• [Data to use]:
==================================================

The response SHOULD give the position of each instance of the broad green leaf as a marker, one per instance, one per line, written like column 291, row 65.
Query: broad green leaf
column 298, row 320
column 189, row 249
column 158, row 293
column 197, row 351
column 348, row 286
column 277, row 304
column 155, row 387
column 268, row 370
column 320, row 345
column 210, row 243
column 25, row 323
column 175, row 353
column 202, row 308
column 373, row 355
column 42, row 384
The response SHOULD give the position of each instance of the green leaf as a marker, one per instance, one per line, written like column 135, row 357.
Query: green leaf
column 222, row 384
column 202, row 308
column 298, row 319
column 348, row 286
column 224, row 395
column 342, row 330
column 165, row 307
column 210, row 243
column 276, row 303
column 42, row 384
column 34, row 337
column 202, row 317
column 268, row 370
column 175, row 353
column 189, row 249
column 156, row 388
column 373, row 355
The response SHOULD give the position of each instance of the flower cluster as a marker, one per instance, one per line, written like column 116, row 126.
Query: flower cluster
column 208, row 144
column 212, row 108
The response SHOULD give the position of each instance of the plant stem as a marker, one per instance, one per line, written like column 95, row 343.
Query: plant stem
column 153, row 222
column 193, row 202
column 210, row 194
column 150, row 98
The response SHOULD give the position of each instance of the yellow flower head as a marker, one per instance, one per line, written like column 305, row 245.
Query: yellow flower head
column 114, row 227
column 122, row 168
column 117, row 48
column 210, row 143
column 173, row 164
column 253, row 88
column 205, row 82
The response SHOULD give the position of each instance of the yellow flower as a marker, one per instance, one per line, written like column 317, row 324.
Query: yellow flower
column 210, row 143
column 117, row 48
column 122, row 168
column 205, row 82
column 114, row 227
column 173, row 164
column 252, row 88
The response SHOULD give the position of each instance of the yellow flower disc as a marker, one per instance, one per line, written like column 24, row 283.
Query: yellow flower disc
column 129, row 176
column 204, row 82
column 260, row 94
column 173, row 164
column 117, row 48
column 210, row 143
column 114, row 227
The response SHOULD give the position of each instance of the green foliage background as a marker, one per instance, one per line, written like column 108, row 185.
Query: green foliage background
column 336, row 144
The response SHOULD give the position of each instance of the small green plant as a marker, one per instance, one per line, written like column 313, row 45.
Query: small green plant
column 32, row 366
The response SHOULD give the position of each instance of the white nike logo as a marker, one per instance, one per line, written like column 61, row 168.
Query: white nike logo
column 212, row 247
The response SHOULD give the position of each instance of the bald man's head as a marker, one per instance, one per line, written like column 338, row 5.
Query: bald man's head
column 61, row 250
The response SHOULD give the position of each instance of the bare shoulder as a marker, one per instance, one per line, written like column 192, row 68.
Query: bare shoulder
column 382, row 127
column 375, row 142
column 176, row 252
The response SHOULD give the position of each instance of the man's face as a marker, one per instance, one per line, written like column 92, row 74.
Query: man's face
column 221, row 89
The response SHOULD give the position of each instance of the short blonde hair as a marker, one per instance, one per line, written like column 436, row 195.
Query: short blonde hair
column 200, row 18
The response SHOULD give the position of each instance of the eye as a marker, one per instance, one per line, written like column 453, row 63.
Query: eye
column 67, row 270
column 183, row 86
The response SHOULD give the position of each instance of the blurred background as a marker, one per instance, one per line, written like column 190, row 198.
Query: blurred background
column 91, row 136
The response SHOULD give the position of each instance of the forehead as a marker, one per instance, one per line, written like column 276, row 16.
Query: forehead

==================================================

• [Exercise prompt]:
Your task is to copy every entry above, exactly as written.

• [Answer]:
The response SHOULD give the position of each instance of the broad green leaf as a marker, one per instance, one per line, written like column 291, row 65.
Query: broad green leaf
column 298, row 320
column 189, row 249
column 158, row 293
column 197, row 351
column 348, row 286
column 277, row 304
column 155, row 387
column 268, row 370
column 320, row 345
column 210, row 243
column 25, row 323
column 175, row 353
column 202, row 308
column 373, row 355
column 42, row 384
The response SHOULD give the position of each instance of the green leaf as a marker, one per instance, one per line, written like column 135, row 357.
Query: green leaf
column 222, row 384
column 202, row 308
column 298, row 319
column 348, row 286
column 224, row 395
column 342, row 330
column 165, row 307
column 210, row 243
column 276, row 303
column 42, row 384
column 34, row 337
column 202, row 317
column 268, row 370
column 175, row 353
column 189, row 249
column 156, row 388
column 373, row 355
The response SHOULD give the position of each instance of the flower cluster as a marker, one per instance, one per line, written like column 116, row 126.
Query: flower cluster
column 208, row 144
column 212, row 108
The response SHOULD give the position of each instance of the plant stem as a marker, one per instance, one per line, written like column 95, row 343.
Query: plant stem
column 153, row 222
column 193, row 202
column 210, row 194
column 150, row 98
The response SHOULD give the position of each instance of the yellow flower head as a marker, one per instance, one per line, written like column 305, row 245.
Query: yellow flower head
column 114, row 227
column 122, row 168
column 117, row 48
column 210, row 143
column 173, row 164
column 253, row 88
column 205, row 82
The response SHOULD give the position of each instance of the yellow flower as a marker, one per instance, one per line, written like column 317, row 324.
Query: yellow flower
column 210, row 143
column 117, row 48
column 122, row 168
column 205, row 82
column 114, row 227
column 173, row 164
column 252, row 88
The response SHOULD give the position of each instance of the yellow flower disc as a marker, one per instance, one per line, written like column 24, row 283.
Query: yellow flower disc
column 129, row 176
column 204, row 82
column 260, row 94
column 173, row 164
column 117, row 48
column 210, row 143
column 114, row 227
The response SHOULD give the position of each instance of the green foliage background as a marker, one per instance, one per line, written like column 108, row 185.
Query: green foliage background
column 336, row 144
The response SHOULD give the position of each instance of the small green plant as a marker, one per instance, one per line, written like column 313, row 45.
Query: small green plant
column 32, row 366
The response SHOULD give the position of each instance of the white nike logo as a marker, one per instance, one per line, written like column 61, row 168.
Query: white nike logo
column 212, row 247
The response SHOULD give the position of each instance of the bald man's head as a marker, one per instance, one per line, written like column 338, row 5.
Query: bald man's head
column 61, row 250
The response SHOULD give the position of each instance of the bare shoulder as a marker, one per instance, one per line, written like column 192, row 68.
Query: bare shoulder
column 382, row 127
column 375, row 142
column 176, row 252
The response SHOULD give the position of each instance of the man's face as a marker, one per instance, one per line, written like column 92, row 74.
Query: man's face
column 221, row 89
The response SHOULD give the position of each instance of the short blonde hair as a marker, one per instance, one per line, written like column 436, row 195.
Query: short blonde hair
column 200, row 18
The response SHOULD give the position of each instance of the eye as a marker, one per instance, one per line, written like column 453, row 63.
Query: eye
column 67, row 270
column 183, row 86
The response SHOULD give the position of each instance of the blurred background as a marker, one per instance, one per line, written like column 190, row 198.
Query: blurred background
column 91, row 136
The response SHOULD give the position of each instance of the forehead as a marker, one per instance, one per line, written like column 276, row 16.
Query: forehead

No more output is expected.